## Given task
Render the lines below as a two-column CSV with the headers "prompt" and "response". Give one row per line, with its text and its answer each in a single quoted field, line breaks replaced by spaces, and the pictures left out.

## Task input
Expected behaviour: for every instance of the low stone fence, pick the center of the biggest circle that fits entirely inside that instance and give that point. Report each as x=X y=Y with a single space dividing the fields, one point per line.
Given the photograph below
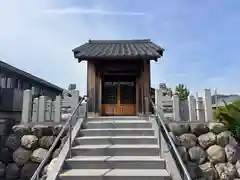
x=209 y=151
x=44 y=109
x=26 y=147
x=195 y=108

## Answer in full
prompt,response
"Expected behaviour: for every instance of the low stone fence, pick the center of the biggest circle that fits entirely inside that instance and give that point. Report each as x=X y=Y with a single space dividing the fields, one point per line. Given the photograph below","x=209 y=151 x=44 y=109 x=26 y=147 x=195 y=108"